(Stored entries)
____

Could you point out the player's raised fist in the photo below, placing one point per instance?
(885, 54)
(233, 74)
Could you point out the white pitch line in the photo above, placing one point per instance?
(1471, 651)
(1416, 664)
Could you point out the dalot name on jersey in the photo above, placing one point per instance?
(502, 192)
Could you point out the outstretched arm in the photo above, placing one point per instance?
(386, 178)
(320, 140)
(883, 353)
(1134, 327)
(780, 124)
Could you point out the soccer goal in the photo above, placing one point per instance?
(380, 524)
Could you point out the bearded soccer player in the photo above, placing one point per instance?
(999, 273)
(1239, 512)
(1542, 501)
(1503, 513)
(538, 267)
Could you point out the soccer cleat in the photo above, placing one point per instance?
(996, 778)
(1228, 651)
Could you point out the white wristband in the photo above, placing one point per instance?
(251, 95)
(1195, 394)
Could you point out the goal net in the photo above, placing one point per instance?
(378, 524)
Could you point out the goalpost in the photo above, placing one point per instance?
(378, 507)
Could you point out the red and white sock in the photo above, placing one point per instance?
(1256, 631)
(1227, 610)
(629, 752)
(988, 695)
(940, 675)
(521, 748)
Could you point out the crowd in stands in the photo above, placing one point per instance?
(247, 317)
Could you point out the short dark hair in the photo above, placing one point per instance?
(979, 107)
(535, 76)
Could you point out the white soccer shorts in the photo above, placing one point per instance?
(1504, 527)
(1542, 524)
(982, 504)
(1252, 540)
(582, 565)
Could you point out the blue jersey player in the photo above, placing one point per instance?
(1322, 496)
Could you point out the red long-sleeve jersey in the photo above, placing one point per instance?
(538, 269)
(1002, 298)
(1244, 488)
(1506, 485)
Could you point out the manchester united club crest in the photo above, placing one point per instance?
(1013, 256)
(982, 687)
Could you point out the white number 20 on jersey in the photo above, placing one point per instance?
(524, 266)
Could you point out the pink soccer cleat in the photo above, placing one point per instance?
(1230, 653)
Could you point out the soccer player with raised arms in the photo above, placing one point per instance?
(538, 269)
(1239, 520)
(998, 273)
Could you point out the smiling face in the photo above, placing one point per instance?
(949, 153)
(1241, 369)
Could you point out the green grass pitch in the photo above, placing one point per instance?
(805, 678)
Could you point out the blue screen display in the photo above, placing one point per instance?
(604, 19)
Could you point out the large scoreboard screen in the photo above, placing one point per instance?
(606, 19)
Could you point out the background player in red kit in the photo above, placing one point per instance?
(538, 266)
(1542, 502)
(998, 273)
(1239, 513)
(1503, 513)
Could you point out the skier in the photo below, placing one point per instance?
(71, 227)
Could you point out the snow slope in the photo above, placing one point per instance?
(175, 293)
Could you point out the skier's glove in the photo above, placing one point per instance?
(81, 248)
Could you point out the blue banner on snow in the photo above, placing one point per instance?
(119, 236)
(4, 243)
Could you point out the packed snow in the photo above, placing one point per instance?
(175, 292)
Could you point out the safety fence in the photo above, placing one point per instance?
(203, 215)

____

EXERCISE
Could you return every record above exactly as written?

SOLVED EXERCISE
Could you point out the player's raised fist in the photo below, placing one point per instance?
(885, 54)
(233, 74)
Could you point out the white pitch line in the photo above, placing one point per instance?
(1471, 651)
(1416, 664)
Could you point out the dalot name on jersey in the photo above, placing one point per instance?
(502, 192)
Could you point out the outstretched arm in the photo above, placing one point per instance?
(386, 178)
(320, 140)
(883, 353)
(1134, 327)
(780, 124)
Could you point out the soccer goal in the photo above, placing one point per instance?
(380, 524)
Could you point out the bearded soccer player in the photo above, placing one point per instance?
(999, 273)
(1239, 512)
(1542, 501)
(1503, 513)
(538, 267)
Could you point out the soccer cleat in the photo above, placing one point per instance?
(996, 778)
(1228, 651)
Could you point out the white wristband in the photo above, placing one point per instance?
(251, 95)
(1195, 394)
Could you point out the goal net in the photo above, placing one point per instance?
(378, 524)
Could you point out the goalpost in the photo above, placing one point per instance?
(378, 507)
Could you point out the red and white sock in the photo above, placing one point per instance?
(1256, 631)
(1227, 610)
(629, 752)
(988, 695)
(940, 675)
(521, 748)
Could you point out the crowd in stands in the photo above, placing one point per instance?
(247, 317)
Could you point out the short dark hair in the photo above, placing one point per instance?
(979, 107)
(535, 76)
Could you point out the white soccer shorts in the photo above, placing one point per instance?
(1504, 527)
(1542, 524)
(982, 504)
(1252, 540)
(582, 565)
Could you point out the blue jersey player in the photo above, placing one point per instance?
(1322, 496)
Could you point out the red long-sleeve jersey in the photo above, placing one point per instance?
(538, 269)
(1002, 298)
(1244, 488)
(1506, 485)
Could you point out the manchester united club crest in the photo above, placing one point per instance?
(1013, 256)
(982, 687)
Could you point out the white number 20 on jersey in the photo above, placing one point per instance?
(524, 266)
Could you point out the pink soccer cleat in the photo above, placing one point per instance?
(1230, 653)
Could you point out the soccer player with raised arms in the photo above, placing one point per instance?
(538, 269)
(1239, 520)
(998, 273)
Could you point out the smiling face in the photo above, placing one point per instance?
(949, 153)
(1241, 369)
Could you point out the green grass pitch in the photo above, placing one point per instance?
(805, 678)
Could you point out the blue screen display in the photo above, placing one point per instance?
(604, 19)
Could you point out the large scoreboard screen in the photo above, placing one point per instance?
(606, 19)
Could you point out the background player in red kit in the photo above, placing one point per instance?
(538, 266)
(1542, 502)
(998, 273)
(1239, 513)
(1503, 513)
Could you point out the skier in the photo below, placing one point per instance?
(71, 227)
Could you point out the snow slope in the photo above, placing one point per instance?
(175, 293)
Could you point out the skier's glove in the photo above, placing one point per instance?
(81, 248)
Could you point out the blue banner on snow in the photo above, placing one point per instance?
(119, 236)
(4, 243)
Could you point out the packed snow in the photo above, placing one point per instance?
(175, 292)
Could you point out the safety fence in the photo above, placing one point per instance?
(203, 215)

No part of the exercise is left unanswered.